§ 小課題 1
伊豆ツーリングの文章に出てくる峠の名前をすべて書き出せ。
§ 小課題 2
伊豆ツーリングの文章を、最後の文のあとから引き継いで書き進めよ。

§ 抜粋文
みんなが親切というか、そういう声を旅人にかける度量を持っているということもあるのだろう、が、
バイクのタンデムというのは、危ないという印象を持つのも、また事実なのだろうと思う。
高速道路のタンデムがなかなか解禁にならない一つの理由なのかも知れない。

言われたとおり蕎麦やの角を曲がって少し行くと、県道59号の看板が出た。まちがいない。
さあ!仁科峠を越えれば、そこは駿河湾だ。
とはいえ、仁科峠は 900m だし、海岸までは30km以上はあるぞ。
と思いながら走り出すと、確かに道が細い。
しかし、その登りの道は、いままで知らなかった素朴な伊豆の景色が広がっては通り過ぎていった。

伊豆は国道414号(修善寺〜下田)の東と西とで、表情が違う。
東側はどんな田舎道でも関東というか東京圏という空気が漂うが、西側はもっと乾いた感じがする。
都心からの観光客に媚びを売っていない、
景色までもがそうだ。僕らに媚びを売ってこない。
その乾いた感じが好きだ。

川沿いに進む。猫越川という名前だが、途中で県道は支流の持越川に沿って登っていく
持越川がまた3つに分かれるところに、中外鉱業持越鉱業所というのが現れる。

あとで知ったのだが、この持越に金山があったらしい。
そういわれてみると、川沿いに、二百枚や金山という集落があった。
江戸時代からつい最近まで操業していた金山らしい。
なんかロマンだ。

そこを越え2kmくらいで沢から逸れて本格的な登りになる。
登りきるちょっと手前に天城牧場への分岐が現れる。
伴侶が”ソフトクリームとか売ってないかな?”と言ったひとことでちょっとよってみる事に。
しかし、外来客用の売店などは無いようだった。
山頂付近にいきなり開けた草原。半島を越える風に吹かれる景色の中で、
牛が肩をよせあうように、静かにかたまっていた。

県道に戻り少し登ったらT字路で突き当たった、その向こうに、駿河湾が見えた。
風が強い
それもそのはず、風早峠という場所であった。
地図では右は自動車の通れる道路になっていないのだが、
きれいな新しい道ができている。
案内板があったので見ると、”西天城高原線”となっている
どうやら右にいけば、船原峠で西伊豆スカイラインとつながっているようだ。
あとで調べたら、99年3月に開通したルートだった。
左にまがり1kmほど尾根を進むと、標高900mの仁科峠だった。
駿河湾に宇久須港が見える、かなりの絶景だが、風が強く寒かったため早々に発進

仁科に降りる道と、宇久須に降りる道と分岐、宇久須行きのほうが道が新しく綺麗そうだったが、
仁科方面の県道59をそのまま進む。

§ 提供データ
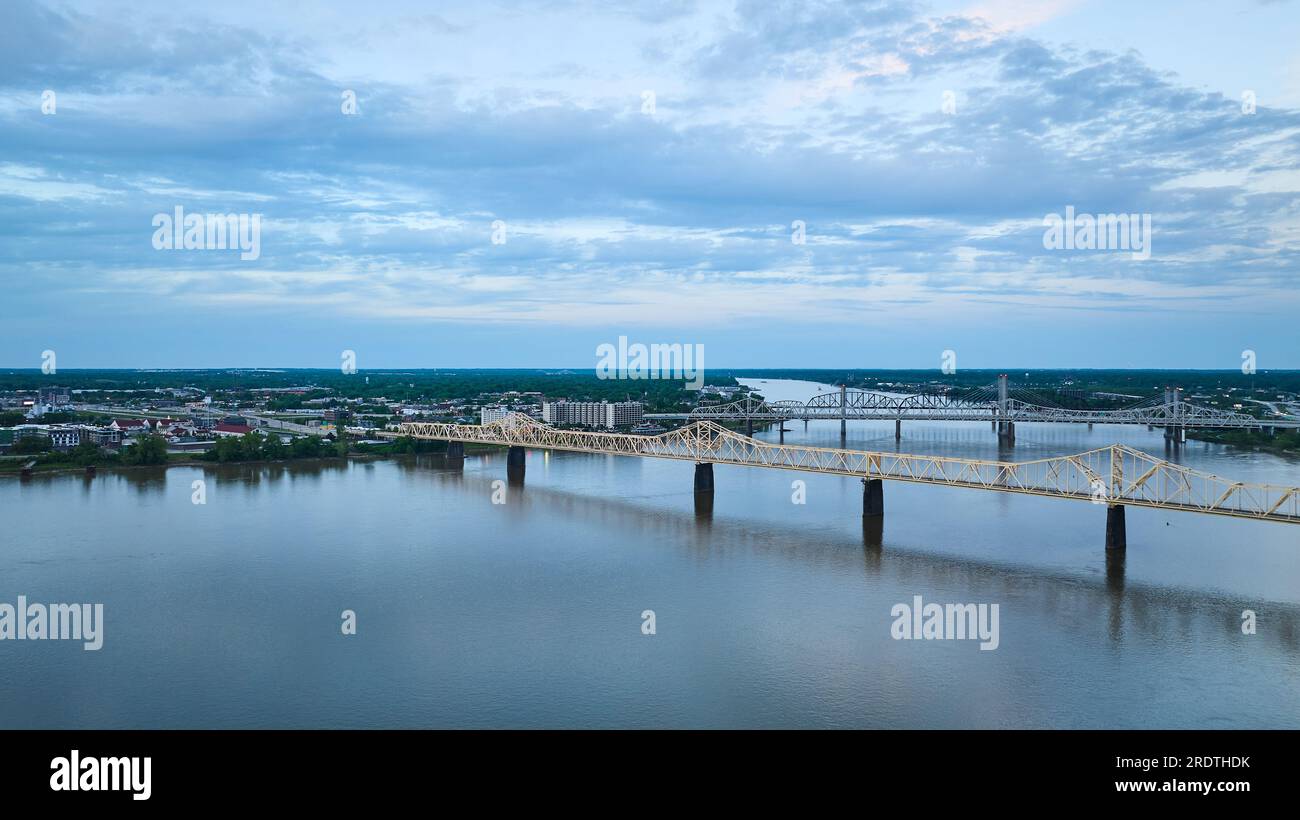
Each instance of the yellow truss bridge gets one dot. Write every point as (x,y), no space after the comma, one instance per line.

§ 課題の回答 1
仁科峠、風早峠、船原峠

§ 課題の回答 2
細い峠道を13kmほど下って、ようやく川沿いにでる。宮が原という集落だった。

”わさびの駅”というのがあったので寄ってみる。
新鮮な生わさびがついた蕎麦を注文する。”うまい”
蕎麦もわさびもイケル。
”地下1000mの深層水”という井戸が併設してあり。無料で開放しているという。
ご近所の老若男女が水を汲みにきている
そこが標高300mくらいだから、海面で考えると、海底700mくらいか?
深層水とは、陸でもそういうのかな?

あとは、仁科川沿いに降りてく。
だんだん谷が浅くなり。川幅が広がり、道が直線になる。
去年の夏に走った、小谷村から糸魚川への姫川沿いのルートが重なる。
山頂に降った雨が沢から川となって海に流れ込むまでのプロセスを、道路で駆け下りていく。
ちょっとした感慨がある。
河口付近で平地が開けて、海が見えたところで、国道136号に突き当たる。
左折して今まで沿って降りてきた、仁科川の河口を渡る。

海に突き出た断崖を海沿いに越えると、松崎の街に入る。町並みを抜けるところで、分岐だ
蛇石峠方面とマーガレットライン(136号)。
迷わずマーガレットライン方面に右折。
すぐに登りになり、海の景色が開ける。エメラルドグリーンだ。
海に突き出た断崖の中腹を海沿いにワインディングしながら走っていく。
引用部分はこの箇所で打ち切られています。